[Collected data entries]
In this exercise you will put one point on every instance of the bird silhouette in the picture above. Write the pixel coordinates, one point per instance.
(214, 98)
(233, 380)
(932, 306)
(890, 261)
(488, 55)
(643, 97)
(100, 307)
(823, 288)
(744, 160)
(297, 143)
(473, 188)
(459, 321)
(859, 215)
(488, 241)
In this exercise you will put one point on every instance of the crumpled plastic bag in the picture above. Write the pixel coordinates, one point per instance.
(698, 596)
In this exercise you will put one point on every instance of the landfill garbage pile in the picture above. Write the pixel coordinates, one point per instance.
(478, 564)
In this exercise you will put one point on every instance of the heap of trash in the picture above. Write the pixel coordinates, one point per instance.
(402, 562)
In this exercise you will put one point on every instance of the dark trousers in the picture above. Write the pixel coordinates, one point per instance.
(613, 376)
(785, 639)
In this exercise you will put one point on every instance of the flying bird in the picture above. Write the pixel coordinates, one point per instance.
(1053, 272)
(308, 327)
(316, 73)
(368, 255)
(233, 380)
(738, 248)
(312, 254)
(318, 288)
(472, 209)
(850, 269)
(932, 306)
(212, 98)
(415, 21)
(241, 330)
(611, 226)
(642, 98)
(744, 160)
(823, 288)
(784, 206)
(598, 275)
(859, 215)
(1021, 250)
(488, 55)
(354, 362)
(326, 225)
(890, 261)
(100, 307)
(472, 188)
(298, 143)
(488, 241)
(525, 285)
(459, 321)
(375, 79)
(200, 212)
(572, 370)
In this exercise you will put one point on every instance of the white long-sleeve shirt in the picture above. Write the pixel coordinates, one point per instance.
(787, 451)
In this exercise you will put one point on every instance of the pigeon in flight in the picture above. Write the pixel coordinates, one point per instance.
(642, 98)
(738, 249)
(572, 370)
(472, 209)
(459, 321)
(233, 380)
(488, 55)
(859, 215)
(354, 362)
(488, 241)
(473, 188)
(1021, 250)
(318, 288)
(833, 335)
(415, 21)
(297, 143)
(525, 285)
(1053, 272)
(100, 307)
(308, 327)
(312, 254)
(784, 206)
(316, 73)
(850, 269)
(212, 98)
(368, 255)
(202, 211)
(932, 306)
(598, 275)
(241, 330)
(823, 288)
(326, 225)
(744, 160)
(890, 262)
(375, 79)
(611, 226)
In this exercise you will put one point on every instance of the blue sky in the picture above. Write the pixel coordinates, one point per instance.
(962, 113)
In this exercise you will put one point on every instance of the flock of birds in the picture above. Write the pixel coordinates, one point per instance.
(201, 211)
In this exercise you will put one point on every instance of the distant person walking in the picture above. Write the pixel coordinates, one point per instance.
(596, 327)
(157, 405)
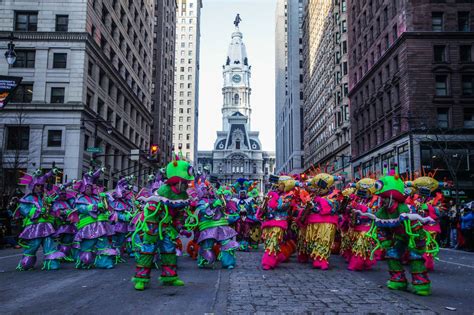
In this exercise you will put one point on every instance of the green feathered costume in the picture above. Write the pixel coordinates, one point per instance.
(163, 219)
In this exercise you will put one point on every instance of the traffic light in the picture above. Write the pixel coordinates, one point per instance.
(154, 152)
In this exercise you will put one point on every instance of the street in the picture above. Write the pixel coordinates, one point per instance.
(292, 288)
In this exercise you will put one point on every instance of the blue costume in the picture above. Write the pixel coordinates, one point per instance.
(35, 208)
(93, 227)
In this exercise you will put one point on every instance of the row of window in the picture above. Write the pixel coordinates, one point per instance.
(26, 58)
(18, 138)
(443, 87)
(438, 24)
(444, 117)
(27, 21)
(441, 55)
(24, 94)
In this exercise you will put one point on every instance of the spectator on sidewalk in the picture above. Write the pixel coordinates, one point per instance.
(453, 216)
(467, 227)
(445, 228)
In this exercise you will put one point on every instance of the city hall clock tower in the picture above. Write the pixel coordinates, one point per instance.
(236, 72)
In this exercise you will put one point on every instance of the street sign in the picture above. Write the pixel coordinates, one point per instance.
(135, 155)
(94, 150)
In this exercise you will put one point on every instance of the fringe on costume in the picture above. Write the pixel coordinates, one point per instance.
(272, 238)
(347, 239)
(362, 245)
(320, 237)
(431, 246)
(301, 245)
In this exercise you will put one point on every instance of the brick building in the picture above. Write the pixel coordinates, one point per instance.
(163, 77)
(411, 82)
(87, 79)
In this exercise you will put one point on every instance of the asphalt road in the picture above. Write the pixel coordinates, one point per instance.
(292, 288)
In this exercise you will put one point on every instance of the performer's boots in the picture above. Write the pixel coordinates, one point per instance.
(302, 258)
(356, 263)
(206, 255)
(397, 281)
(322, 264)
(143, 267)
(169, 275)
(27, 262)
(429, 261)
(269, 261)
(227, 258)
(420, 281)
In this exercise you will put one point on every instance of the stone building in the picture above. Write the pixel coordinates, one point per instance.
(412, 87)
(288, 87)
(163, 78)
(186, 88)
(237, 151)
(325, 105)
(87, 81)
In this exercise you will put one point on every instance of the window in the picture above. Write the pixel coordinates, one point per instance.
(59, 60)
(55, 138)
(463, 22)
(395, 63)
(236, 99)
(467, 85)
(18, 137)
(57, 95)
(26, 21)
(62, 23)
(441, 85)
(437, 21)
(465, 53)
(439, 53)
(23, 94)
(25, 59)
(468, 117)
(443, 117)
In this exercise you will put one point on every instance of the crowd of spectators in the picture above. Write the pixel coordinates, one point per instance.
(457, 226)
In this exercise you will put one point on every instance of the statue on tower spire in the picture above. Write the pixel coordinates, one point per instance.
(237, 20)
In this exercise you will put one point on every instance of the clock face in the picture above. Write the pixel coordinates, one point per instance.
(236, 78)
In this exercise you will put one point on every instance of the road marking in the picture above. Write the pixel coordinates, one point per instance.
(457, 264)
(4, 257)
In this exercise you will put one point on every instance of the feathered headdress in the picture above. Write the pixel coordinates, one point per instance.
(88, 178)
(37, 178)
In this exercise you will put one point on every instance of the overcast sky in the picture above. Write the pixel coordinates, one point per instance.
(258, 28)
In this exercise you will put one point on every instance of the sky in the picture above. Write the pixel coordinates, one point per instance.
(258, 28)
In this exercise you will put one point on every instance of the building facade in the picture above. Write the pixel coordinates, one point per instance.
(186, 89)
(288, 87)
(163, 78)
(237, 151)
(411, 87)
(86, 68)
(325, 105)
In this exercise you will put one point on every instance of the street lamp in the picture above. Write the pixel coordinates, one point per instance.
(10, 54)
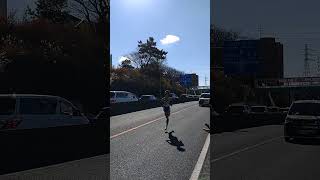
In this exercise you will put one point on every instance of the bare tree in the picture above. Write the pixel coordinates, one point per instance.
(96, 12)
(135, 59)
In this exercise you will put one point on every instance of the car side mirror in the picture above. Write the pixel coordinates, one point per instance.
(67, 113)
(76, 113)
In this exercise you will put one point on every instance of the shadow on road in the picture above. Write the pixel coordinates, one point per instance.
(173, 140)
(311, 142)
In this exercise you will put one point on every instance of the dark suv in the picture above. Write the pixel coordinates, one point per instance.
(303, 120)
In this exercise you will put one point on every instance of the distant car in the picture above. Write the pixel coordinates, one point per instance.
(204, 99)
(302, 120)
(122, 96)
(183, 97)
(174, 98)
(284, 110)
(22, 111)
(147, 98)
(238, 109)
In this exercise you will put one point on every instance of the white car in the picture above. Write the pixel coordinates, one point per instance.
(122, 96)
(37, 111)
(204, 99)
(303, 120)
(147, 98)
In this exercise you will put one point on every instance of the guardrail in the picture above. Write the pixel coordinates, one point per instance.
(123, 108)
(32, 148)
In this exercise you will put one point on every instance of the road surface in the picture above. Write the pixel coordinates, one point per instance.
(140, 148)
(261, 153)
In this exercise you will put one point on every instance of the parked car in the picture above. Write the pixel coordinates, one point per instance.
(259, 109)
(259, 115)
(303, 120)
(104, 114)
(204, 99)
(273, 109)
(38, 111)
(147, 98)
(285, 110)
(174, 98)
(122, 96)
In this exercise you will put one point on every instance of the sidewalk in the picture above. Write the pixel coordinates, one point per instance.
(205, 171)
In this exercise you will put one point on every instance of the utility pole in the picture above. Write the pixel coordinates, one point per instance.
(318, 66)
(306, 61)
(260, 30)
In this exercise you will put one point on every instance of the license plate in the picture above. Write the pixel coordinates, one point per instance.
(306, 131)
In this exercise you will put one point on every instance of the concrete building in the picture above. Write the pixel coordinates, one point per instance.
(3, 9)
(262, 58)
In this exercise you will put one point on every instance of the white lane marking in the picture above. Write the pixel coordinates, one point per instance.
(246, 149)
(126, 131)
(202, 157)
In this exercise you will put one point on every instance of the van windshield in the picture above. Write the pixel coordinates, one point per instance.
(236, 109)
(258, 109)
(7, 105)
(205, 95)
(38, 106)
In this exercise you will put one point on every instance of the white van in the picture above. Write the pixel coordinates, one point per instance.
(122, 96)
(37, 111)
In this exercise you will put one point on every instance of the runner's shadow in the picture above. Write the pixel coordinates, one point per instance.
(173, 140)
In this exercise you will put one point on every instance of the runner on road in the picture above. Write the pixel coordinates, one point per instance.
(166, 106)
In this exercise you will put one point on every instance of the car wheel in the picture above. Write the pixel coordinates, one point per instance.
(287, 139)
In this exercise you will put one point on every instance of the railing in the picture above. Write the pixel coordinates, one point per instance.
(288, 82)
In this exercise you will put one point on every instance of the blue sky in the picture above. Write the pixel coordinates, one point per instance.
(293, 22)
(187, 21)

### [What to work on]
Exactly and exclusively, repeat the lines from the line that contains "the runner on" through the end of the records, both ends included.

### [Response below]
In this exercise you will put one point on every instance of the runner on road in the picture above. Write the pixel coordinates, one point per instance.
(166, 106)
In this exercise you will put one point on every instance of the car wheel in the picture above. Write the pixel coordinates, one point per instance.
(287, 139)
In this exercise you will put one point on every instance of the railing in the picture above. Write the pixel coordinates, one point per instance.
(288, 82)
In this exercise you will put one point on every instance of the blue sky in the picture above. Write the pixel coordinates, one point per instance.
(293, 22)
(187, 21)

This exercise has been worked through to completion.